Directions
**1)** List the three constructions of childhood that the symposium write-up below says one workshop explored.
**2)** Please transcribe part of the symposium write-up below, beginning at the words "I almost did" and stopping after "education in museums.".

Passage to read
# # # # # # #
I almost did not write this post. I didn’t have the mental capacity to do it immediately after the event and now several months have gone by and it seems outdated. However, the ‘Space, materials, the body: Researching young children’s experiences in museums’ had quite an impact on me. I want to write about it because it I felt like the ideas that were discussed made a real contribution to the possibilities of early childhood education in museums.

The symposium aimed to bring together researchers and practitioners working with young children in museums. Key questions explored throughout the sessions included:

  • How can we conceptualise child in museums differently?
  • How can we think about the material, spatial and bodily nature of very young children as they explore and move through museum spaces?
  • What are the implications of this for museum provision (such as programming and interpretation), and what does research need to look at next?

The event was coincidentally held the day after the Manchester terrorist attack and the weight of this unexpected tragedy could be felt in the room. Manchester holds a special place in my heart. I absolutely loved the three months that I lived there in 2016. The mix of the industrial buildings and vibrant artistic communities reminded me much of my hometown of Melbourne, Australia.

Abi Hackett, Christina MacRae and Lisa Procter presented a keynote paper on the topic of ‘Vibrancy, repetition, movement: Reconceptualising young children in museums.’ The presentation drew on post-humanist theory to re-frame how we interpret children’s learning in museums. I was particularly interested to hear how the team described museum objects as ‘entanglements’ of the human and non-human worlds. Drawing on data from various research projects, the team also discussed aspects of human experiences that were difficult to rationalize or capture in words. These ‘non-representations’ add to the complexity of museum programming and construct new ways of thinking about children’s meaning-making experiences.

I enjoyed Rachel Holmes and Christina MacRae’s workshop on de-centering children as the sole locus of meaning-making in museums. The session used data collected from the Clore interactive studio at Manchester City Art Gallery to explore three different constructions of childhood: the cognitive child, the socio-constructivist child and the post-human child. As a group we analysed and interpreted the data through these different lenses and discussed the limitations and possibilities of each construction. A convincing point was made in relation to the necessity to think beyond one’s discipline when interpreting data and developing programming.

I unfortunately missed Andrew Stevenson’s presentation on ‘sound walking as a method’ as a result of our presentations being run in parallel. I was disappointed as on first reading the abstract, ‘sound walking’ sounded suspiciously like something one may have thought up whilst taking acid at Burning Man. On second reading it also sounded like an interesting, left-of-centre methodology to explore non-verbal ways of experiencing museums.
# # # # # # #
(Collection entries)

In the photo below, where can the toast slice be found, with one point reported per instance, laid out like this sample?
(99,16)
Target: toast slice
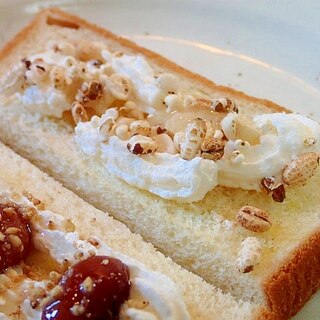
(203,301)
(202,236)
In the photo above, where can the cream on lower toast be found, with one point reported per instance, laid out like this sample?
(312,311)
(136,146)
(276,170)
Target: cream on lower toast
(205,236)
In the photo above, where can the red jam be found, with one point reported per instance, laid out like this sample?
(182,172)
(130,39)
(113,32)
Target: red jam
(93,289)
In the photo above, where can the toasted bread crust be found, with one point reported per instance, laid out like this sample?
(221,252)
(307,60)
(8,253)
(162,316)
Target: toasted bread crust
(152,56)
(292,284)
(289,288)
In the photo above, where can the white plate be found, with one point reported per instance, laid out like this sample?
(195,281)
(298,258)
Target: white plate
(267,49)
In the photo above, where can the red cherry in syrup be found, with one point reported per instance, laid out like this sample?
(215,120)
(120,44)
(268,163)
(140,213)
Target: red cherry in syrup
(93,289)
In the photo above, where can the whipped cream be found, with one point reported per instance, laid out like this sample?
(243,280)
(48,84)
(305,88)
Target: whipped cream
(51,102)
(278,138)
(282,138)
(172,177)
(165,300)
(164,174)
(150,89)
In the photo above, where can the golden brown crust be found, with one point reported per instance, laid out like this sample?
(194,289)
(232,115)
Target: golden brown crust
(294,282)
(264,314)
(291,286)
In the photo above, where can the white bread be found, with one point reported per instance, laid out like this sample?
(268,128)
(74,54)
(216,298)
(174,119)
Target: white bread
(187,232)
(203,300)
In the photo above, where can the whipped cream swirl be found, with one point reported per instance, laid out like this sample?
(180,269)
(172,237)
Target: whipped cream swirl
(164,298)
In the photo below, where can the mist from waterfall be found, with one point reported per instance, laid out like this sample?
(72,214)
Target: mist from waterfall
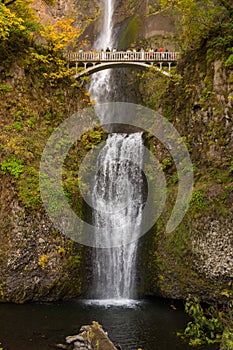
(117,194)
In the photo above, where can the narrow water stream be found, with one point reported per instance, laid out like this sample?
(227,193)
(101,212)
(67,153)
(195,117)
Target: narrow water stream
(118,197)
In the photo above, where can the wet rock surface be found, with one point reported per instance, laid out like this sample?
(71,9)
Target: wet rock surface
(90,337)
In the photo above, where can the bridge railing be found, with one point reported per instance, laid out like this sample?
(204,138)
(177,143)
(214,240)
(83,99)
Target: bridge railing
(122,56)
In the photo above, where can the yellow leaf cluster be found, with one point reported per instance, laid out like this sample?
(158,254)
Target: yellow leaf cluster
(9,22)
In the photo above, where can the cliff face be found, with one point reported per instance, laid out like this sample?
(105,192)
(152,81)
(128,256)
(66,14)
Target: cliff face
(198,257)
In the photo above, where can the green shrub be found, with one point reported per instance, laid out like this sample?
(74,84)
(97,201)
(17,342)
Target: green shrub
(13,166)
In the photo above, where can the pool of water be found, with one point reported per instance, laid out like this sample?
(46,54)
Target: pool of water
(148,324)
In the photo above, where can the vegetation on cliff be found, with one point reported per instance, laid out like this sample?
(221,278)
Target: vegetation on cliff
(37,93)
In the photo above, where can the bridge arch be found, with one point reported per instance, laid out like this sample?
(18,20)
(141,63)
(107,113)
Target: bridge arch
(93,62)
(98,67)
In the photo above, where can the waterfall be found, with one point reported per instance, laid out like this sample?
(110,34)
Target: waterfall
(118,197)
(117,193)
(100,83)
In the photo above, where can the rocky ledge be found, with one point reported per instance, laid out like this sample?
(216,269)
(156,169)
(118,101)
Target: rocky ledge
(90,337)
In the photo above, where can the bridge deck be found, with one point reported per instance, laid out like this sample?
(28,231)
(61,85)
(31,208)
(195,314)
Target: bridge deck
(90,62)
(122,56)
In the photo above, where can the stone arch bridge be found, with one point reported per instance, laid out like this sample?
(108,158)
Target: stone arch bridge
(86,63)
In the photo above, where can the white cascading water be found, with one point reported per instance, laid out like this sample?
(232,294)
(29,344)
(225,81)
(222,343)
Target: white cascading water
(118,197)
(100,82)
(117,193)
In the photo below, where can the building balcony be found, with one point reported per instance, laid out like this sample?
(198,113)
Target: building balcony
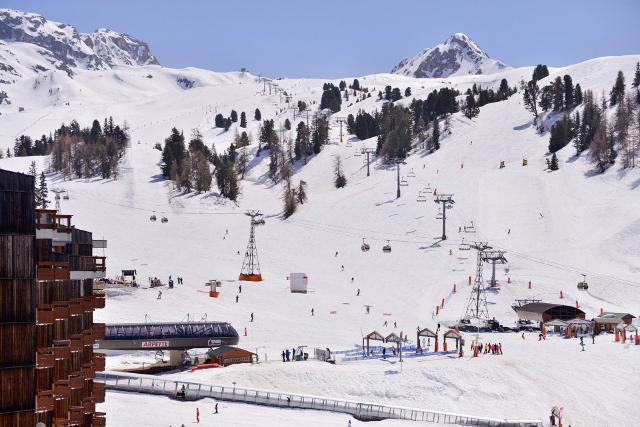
(61,310)
(45,358)
(99,331)
(99,302)
(93,263)
(45,314)
(45,401)
(98,392)
(99,362)
(48,270)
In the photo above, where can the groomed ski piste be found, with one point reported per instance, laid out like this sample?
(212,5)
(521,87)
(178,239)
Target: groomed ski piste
(562,224)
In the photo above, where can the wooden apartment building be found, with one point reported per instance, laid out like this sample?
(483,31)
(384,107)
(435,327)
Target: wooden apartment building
(47,269)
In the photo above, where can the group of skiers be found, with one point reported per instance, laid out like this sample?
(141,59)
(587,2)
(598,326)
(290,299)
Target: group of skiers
(486,348)
(289,356)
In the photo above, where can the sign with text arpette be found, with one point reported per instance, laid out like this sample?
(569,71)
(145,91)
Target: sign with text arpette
(155,344)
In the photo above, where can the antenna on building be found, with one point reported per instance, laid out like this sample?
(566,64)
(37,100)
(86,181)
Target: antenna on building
(251,266)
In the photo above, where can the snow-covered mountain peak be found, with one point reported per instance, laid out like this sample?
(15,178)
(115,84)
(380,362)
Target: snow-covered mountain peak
(458,55)
(61,46)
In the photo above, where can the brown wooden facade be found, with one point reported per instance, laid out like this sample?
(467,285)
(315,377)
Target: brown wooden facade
(47,363)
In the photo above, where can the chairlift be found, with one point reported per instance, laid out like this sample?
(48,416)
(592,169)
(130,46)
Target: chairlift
(464,246)
(583,286)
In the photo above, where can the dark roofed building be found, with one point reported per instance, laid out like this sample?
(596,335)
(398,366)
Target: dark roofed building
(544,312)
(227,355)
(608,320)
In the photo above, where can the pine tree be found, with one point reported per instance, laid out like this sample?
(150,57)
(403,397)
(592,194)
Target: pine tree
(530,94)
(617,92)
(436,135)
(301,192)
(540,72)
(577,95)
(42,193)
(599,147)
(569,92)
(558,94)
(470,108)
(339,179)
(32,169)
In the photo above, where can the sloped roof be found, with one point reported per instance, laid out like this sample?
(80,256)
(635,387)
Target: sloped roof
(219,351)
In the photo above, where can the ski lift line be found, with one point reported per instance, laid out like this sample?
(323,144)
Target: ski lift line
(166,212)
(569,268)
(358,235)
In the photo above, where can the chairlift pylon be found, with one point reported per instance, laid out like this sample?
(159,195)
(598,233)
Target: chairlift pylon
(583,286)
(365,246)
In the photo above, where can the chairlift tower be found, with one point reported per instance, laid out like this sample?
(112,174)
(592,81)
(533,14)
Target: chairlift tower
(477,305)
(57,191)
(398,162)
(368,152)
(447,203)
(341,120)
(494,257)
(251,266)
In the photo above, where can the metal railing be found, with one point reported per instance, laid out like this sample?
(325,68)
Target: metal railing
(361,410)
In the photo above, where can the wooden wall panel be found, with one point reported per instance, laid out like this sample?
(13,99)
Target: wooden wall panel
(17,344)
(17,388)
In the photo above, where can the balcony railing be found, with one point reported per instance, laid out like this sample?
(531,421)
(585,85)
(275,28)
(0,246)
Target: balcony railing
(93,263)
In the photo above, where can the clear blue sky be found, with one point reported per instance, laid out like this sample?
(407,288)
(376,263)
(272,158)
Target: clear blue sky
(330,38)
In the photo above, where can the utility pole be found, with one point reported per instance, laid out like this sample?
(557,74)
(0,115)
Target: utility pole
(398,162)
(494,257)
(477,305)
(368,152)
(447,203)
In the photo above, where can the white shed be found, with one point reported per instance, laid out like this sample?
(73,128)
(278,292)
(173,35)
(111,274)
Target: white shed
(298,282)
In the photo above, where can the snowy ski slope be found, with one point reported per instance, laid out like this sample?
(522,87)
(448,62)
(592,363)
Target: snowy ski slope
(562,224)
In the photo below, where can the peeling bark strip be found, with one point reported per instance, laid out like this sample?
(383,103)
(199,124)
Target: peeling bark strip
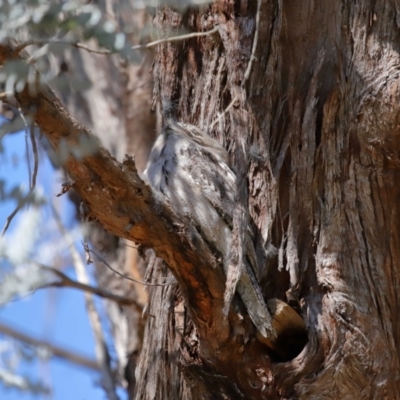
(124,204)
(322,115)
(321,112)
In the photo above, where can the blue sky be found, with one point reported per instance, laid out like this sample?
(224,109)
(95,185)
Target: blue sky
(55,315)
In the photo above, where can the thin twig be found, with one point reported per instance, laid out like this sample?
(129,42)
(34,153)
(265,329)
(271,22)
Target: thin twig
(28,197)
(54,350)
(105,51)
(102,259)
(66,281)
(174,39)
(101,349)
(35,156)
(28,159)
(43,42)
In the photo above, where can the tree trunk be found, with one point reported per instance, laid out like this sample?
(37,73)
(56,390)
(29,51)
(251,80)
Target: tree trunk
(321,174)
(304,96)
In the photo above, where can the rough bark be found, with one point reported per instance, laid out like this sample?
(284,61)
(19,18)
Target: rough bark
(318,121)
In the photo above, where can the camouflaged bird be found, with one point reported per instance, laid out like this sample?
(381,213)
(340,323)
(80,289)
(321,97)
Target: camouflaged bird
(191,170)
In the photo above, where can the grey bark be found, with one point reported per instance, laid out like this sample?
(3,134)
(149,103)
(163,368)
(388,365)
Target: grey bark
(319,119)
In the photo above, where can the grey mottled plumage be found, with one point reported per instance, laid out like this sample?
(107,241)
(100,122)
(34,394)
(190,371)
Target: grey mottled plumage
(191,170)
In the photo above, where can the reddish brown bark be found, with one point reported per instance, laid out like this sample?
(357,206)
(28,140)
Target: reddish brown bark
(318,119)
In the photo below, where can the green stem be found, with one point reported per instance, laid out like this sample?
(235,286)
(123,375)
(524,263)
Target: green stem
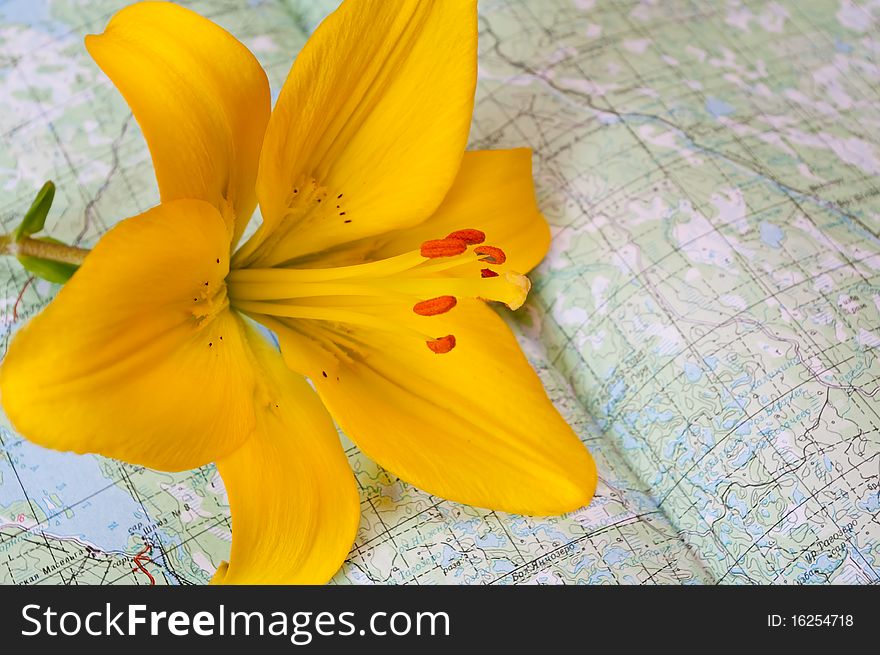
(56,252)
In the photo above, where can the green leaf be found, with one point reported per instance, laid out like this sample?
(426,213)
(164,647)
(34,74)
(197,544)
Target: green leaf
(35,218)
(47,269)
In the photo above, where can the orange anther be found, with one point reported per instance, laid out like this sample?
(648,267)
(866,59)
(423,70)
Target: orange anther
(492,254)
(442,248)
(469,236)
(435,306)
(442,345)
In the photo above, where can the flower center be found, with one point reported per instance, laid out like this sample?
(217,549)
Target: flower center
(430,280)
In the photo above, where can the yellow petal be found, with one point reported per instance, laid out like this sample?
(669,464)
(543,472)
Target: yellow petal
(473,425)
(295,507)
(374,118)
(493,192)
(200,97)
(137,357)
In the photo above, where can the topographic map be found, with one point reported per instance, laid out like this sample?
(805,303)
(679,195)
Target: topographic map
(708,319)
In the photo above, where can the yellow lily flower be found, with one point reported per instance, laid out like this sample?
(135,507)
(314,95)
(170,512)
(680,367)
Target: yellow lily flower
(380,239)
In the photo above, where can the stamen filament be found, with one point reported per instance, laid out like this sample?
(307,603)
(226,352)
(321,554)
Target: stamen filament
(332,314)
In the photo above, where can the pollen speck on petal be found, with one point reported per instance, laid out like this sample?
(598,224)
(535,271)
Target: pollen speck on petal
(442,345)
(491,254)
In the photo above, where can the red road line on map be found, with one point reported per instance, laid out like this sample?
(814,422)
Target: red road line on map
(20,296)
(143,555)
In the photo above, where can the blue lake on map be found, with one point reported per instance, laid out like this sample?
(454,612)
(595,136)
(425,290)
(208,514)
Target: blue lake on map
(101,521)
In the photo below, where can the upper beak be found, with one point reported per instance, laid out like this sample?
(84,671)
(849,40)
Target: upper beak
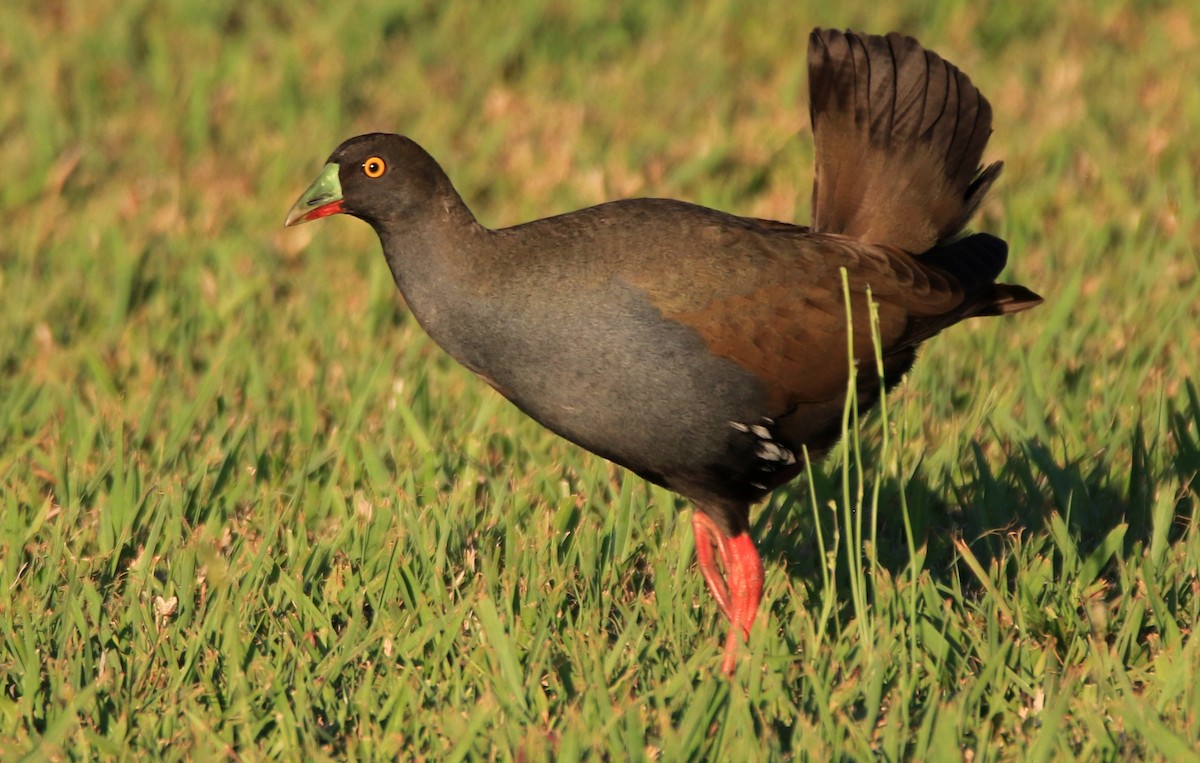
(323,198)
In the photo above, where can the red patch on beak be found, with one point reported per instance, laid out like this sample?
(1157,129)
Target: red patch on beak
(324,210)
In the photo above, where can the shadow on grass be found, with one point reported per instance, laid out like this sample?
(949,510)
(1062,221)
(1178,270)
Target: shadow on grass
(1095,494)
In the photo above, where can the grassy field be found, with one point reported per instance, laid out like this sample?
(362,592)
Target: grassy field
(250,511)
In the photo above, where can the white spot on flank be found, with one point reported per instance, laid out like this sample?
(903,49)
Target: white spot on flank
(774,451)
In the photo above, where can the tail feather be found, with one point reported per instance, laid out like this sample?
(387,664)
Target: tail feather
# # # # # # #
Responses per task
**1)**
the cognitive child
the socio-constructivist child
the post-human child

**2)**
I almost did not write this post. I didn’t have the mental capacity to do it immediately after the event and now several months have gone by and it seems outdated. However, the ‘Space, materials, the body: Researching young children’s experiences in museums’ had quite an impact on me. I want to write about it because it I felt like the ideas that were discussed made a real contribution to the possibilities of early childhood education in museums.